→ TASK OBJECTIVE
Using the article on the Anthropic copyright ruling, explain in one to three sentences why Anthropic is still likely to face damages even though training its models on books was found lawful.

AI Makers Get Thumbs Up to Use Books Without Permission

AI Makers Get Thumbs Up to Use Books Without Permission

John Lister's picture

An AI company acted lawfully by training its models on published books without the author's consent, a judge has ruled. But Anthropic will be on the hook for downloading more than seven million pirated books to use in the training data.

The case was brought by three authors who said Anthropic had breached their copyright by adding the text of their books to a training database for Claude. That's a large language model (LLM), which works a little like autocorrect on a phone's texting tool.

The difference, other than the speed and power, is that the LLM doesn't predict words based on one person's message history, but rather on massive databases of written documents (i.e., trillions of words, versus millions used in autocorrect).

Fair Use Exemption

The judge agreed with Anthropic's argument that it was covered by a fair use exemption to copyright law. That's usually only allowed when the use involves transforming the copyrighted material rather than simply reproducing it.

According to the judge, the correct analogy in this case was to think of Anthropic as a reader who wanted to become a writer and so studied existing books for inspiration. He also noted there was no evidence the process had resulted in Claude being used to produce "infringing knockoffs" of the original books. (Source: bbc.co.uk)

It may not be the final word on the subject as several similar cases have been brought against other LLM developers. Legal analysts believe it's likely a case will eventually wind up in the Supreme Court to set a precedent on the fair use issue. (Source: theguardian.com)

Paying Price For Piracy

Anthropic hasn't escaped punishment, however. The case revealed that it downloaded and stored a huge number of pirated books as part of the data collection. It will now likely face legal damages for copyright infringement as the downloading effectively involved making copies of the books. The company did later buy printed copies of some of the books. The judge said that doesn't change their legal responsibility for the infringement, but could affect the amount awarded in damages.

What's Your Opinion?

Do you agree with the verdict? Is any text fair game for AI technology? Does it make a difference that these were books rather than free-to-read web pages?

Rate this article: 
Average: 4.7 (9 votes)

Comments

Dennis Faas's picture

If all 7 million authors were still alive and they all charged $1 for copyright infringement, that would be $7 million in damages. The reality is that most authors are probably deceased and (according to ChatGPT) a likely charge would be $150k per willful infringement for those willing to pursue legal justice. This could be an expensive lesson for Claude!

→ EXERCISE DATA

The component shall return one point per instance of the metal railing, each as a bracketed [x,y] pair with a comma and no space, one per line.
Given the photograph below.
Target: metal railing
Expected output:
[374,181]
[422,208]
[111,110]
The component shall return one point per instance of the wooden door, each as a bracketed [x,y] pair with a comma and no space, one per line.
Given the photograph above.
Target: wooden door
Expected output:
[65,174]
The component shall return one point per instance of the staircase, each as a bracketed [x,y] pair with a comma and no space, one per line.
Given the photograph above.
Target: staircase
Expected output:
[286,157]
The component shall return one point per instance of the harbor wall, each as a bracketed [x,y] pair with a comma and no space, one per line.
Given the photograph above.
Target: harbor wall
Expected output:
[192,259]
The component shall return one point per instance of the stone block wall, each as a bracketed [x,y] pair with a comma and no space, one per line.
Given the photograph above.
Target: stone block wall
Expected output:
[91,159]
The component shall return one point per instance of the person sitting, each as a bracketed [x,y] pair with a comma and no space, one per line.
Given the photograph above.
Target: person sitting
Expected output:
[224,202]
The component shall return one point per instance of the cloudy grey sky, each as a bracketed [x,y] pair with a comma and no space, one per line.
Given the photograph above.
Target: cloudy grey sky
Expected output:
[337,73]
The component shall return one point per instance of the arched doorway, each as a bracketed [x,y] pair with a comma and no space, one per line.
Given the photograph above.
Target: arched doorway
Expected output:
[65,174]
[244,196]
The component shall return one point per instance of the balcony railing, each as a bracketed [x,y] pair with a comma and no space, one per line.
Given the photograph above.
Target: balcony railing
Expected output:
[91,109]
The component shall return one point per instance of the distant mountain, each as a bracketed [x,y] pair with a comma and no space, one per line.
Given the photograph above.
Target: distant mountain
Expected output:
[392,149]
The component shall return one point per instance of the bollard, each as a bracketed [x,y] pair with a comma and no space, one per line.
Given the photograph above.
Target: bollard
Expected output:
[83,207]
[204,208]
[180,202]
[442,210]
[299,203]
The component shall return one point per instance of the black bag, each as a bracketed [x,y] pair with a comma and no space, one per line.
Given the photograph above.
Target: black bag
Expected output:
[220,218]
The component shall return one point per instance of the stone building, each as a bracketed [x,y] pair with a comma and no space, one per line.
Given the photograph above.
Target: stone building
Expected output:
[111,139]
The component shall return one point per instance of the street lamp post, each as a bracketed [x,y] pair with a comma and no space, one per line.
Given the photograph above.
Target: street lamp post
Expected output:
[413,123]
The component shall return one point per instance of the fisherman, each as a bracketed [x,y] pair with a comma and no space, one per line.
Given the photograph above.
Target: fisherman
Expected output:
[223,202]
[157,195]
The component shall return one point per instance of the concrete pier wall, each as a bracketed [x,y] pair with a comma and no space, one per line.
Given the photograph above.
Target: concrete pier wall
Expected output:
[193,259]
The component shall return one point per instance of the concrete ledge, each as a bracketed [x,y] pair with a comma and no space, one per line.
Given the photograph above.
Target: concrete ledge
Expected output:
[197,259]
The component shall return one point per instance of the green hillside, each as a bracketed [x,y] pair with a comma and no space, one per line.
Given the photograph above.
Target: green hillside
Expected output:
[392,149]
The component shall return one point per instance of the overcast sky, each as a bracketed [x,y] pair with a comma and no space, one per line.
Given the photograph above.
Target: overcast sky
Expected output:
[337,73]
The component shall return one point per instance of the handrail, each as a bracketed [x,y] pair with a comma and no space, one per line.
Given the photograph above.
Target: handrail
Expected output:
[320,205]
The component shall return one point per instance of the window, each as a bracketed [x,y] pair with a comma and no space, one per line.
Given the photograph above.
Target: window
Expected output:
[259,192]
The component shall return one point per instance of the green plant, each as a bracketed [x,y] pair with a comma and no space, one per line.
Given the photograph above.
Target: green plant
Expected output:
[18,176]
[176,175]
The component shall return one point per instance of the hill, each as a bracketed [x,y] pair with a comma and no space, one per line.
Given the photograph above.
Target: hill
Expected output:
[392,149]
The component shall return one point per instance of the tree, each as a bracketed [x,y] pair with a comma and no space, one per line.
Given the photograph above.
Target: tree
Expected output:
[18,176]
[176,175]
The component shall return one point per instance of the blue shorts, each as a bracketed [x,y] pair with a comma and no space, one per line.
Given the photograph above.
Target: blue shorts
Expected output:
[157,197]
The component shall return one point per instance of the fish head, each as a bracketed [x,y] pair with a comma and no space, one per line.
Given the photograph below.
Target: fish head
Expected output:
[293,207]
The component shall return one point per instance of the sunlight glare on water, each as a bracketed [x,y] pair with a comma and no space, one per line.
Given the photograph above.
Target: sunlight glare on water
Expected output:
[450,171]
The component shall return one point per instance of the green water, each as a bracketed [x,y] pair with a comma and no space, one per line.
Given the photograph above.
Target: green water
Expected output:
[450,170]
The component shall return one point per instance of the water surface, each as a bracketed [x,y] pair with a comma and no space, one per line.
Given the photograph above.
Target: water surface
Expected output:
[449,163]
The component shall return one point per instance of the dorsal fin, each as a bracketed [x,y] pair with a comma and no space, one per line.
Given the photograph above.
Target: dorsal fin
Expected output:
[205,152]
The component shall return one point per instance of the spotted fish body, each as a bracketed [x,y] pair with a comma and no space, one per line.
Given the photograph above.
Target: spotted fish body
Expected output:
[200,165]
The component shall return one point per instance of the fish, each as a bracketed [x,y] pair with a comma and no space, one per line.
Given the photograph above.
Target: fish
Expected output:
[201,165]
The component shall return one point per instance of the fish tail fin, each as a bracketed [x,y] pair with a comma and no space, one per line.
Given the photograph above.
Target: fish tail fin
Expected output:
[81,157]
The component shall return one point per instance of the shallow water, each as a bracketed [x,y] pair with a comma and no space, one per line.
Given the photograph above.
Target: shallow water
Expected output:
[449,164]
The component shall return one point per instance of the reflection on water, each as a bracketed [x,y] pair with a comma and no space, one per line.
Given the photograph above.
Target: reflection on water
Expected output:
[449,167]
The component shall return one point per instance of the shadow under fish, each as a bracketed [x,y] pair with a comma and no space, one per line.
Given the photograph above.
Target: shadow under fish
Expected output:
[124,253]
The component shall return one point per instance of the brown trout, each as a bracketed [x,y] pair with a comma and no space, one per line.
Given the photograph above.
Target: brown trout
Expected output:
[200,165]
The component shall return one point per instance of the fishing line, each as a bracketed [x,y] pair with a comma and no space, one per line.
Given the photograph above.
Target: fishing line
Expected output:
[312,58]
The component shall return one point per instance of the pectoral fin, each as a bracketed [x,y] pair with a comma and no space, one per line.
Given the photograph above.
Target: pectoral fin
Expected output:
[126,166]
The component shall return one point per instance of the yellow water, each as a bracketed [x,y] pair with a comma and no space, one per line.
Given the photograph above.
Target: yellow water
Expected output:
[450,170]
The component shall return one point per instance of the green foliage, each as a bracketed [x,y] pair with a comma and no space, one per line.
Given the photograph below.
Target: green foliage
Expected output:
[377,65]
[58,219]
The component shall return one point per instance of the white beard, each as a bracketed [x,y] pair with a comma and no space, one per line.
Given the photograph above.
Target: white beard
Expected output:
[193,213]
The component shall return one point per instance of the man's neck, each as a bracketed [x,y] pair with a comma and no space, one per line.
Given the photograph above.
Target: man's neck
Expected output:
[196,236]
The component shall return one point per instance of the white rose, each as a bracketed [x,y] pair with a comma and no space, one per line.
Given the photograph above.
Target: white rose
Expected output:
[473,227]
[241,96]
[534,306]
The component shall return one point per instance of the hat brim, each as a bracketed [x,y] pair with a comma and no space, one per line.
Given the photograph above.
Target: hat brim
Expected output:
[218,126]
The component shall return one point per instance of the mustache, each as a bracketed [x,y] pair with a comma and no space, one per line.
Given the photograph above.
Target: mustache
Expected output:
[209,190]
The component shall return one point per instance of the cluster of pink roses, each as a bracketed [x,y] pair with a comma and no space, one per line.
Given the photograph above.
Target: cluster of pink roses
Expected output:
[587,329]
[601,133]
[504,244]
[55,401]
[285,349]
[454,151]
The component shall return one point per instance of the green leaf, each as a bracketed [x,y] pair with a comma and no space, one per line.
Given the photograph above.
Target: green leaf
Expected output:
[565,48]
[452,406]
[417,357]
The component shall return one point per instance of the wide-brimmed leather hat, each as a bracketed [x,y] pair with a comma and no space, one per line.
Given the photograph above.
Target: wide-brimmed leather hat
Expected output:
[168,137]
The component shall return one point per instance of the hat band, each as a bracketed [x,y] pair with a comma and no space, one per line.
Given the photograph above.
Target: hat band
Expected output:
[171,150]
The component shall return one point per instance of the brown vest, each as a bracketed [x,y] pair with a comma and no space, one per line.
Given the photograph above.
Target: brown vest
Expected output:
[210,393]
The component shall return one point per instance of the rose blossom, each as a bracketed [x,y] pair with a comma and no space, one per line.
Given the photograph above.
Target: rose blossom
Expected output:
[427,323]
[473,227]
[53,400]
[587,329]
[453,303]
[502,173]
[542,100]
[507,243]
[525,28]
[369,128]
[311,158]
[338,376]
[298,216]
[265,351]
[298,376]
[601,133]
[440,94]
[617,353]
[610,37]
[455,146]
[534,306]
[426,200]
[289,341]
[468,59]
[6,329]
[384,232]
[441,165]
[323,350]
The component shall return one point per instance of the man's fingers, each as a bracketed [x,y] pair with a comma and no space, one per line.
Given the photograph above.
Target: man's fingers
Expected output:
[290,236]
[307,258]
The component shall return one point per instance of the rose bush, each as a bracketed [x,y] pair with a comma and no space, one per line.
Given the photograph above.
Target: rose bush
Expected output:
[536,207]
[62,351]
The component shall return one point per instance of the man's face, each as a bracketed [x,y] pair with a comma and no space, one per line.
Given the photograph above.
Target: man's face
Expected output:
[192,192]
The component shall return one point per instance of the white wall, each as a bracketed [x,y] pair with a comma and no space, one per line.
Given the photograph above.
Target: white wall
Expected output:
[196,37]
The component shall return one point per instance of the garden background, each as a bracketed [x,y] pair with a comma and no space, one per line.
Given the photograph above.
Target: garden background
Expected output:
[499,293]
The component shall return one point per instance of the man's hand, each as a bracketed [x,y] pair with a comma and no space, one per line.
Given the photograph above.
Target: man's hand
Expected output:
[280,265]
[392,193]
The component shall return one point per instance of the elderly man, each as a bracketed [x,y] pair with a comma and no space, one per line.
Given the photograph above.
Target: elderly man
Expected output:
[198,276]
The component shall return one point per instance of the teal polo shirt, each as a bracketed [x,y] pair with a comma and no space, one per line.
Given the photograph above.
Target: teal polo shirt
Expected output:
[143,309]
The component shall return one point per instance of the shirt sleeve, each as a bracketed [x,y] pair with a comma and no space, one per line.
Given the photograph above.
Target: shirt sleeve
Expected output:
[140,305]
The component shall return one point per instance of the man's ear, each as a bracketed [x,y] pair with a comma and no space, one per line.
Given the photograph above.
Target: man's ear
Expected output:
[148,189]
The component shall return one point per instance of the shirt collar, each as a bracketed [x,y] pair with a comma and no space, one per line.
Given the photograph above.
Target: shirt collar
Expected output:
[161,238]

→ ANSWER AREA
Anthropic downloaded and stored more than seven million pirated books for its training data, and that downloading effectively meant making copies of the books, which is copyright infringement. Its later purchase of printed copies of some of those books does not change its legal responsibility, though it could affect the amount of damages awarded.